--- Приведённый текст ---

То, что я отвергаю непонятную троицу и не имеющую никакого смысла в наше время басню о падении первого человека , кощунственную историю о Боге, родившемся от девы, искупляющем род человеческий, то это совершенно справедливо. Бога же — духа, бога — любовь, единого бога — начало всего, не только не отвергаю, но ничего не признаю действительно существующим, кроме Бога, и весь смысл жизни вижу только в исполнении воли Бога, выраженной в христианском учении.
Ещё сказано: «не признает загробной жизни и мздовоздаяния» .
Если разуметь жизнь загробную в смысле Второго пришествия, ада с вечными мучениями, дьяволами, и рая — постоянного блаженства, то совершенно справедливо, что я не признаю такой загробной жизни; но жизнь вечную и возмездие здесь и везде, теперь и всегда, признаю до такой степени, что, стоя по своим годам на краю гроба, часто должен делать усилия, чтобы не желать плотской смерти, то есть рождения новой жизни, верю, что всякий добрый поступок увеличивает истинное благо моей вечной жизни, а всякий злой поступок уменьшает его.

Сказано также, что я отвергаю все таинства. Это совершенно справедливо.
Все таинства я считаю низменным, грубым, несоответствующим понятию о Боге и христианскому учению колдовством и, кроме того, нарушением самых прямых указаний Евангелия.

--- Перечень строк ---

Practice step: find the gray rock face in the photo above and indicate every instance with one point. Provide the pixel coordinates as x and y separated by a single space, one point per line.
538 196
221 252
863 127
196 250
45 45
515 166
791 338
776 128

---

> Задания для работы
• 1. Измените в приведённом тексте отрывок, начиная со слов «То, что я отвергаю» и до слов «в христианском учении.»: замените «басню» на «легенду» и запишите отрывок целиком.
• 2. Изложите короче абзац приведённого текста, который начинается словами «Если разуметь жизнь загробную», и сохраните его основные факты.

> Ответы к заданиям
• 1.
То, что я отвергаю непонятную троицу и не имеющую никакого смысла в наше время легенду о падении первого человека , кощунственную историю о Боге, родившемся от девы, искупляющем род человеческий, то это совершенно справедливо. Бога же — духа, бога — любовь, единого бога — начало всего, не только не отвергаю, но ничего не признаю действительно существующим, кроме Бога, и весь смысл жизни вижу только в исполнении воли Бога, выраженной в христианском учении.

• 2. Загробную жизнь в смысле Второго пришествия, ада с вечными мучениями и дьяволами и рая как постоянного блаженства я не признаю. Но жизнь вечную и возмездие здесь и везде, теперь и всегда я признаю настолько, что в своём возрасте, на краю гроба, мне часто приходится делать усилия, чтобы не желать плотской смерти, то есть рождения новой жизни. Я верю, что всякий добрый поступок увеличивает истинное благо моей вечной жизни, а всякий злой уменьшает его.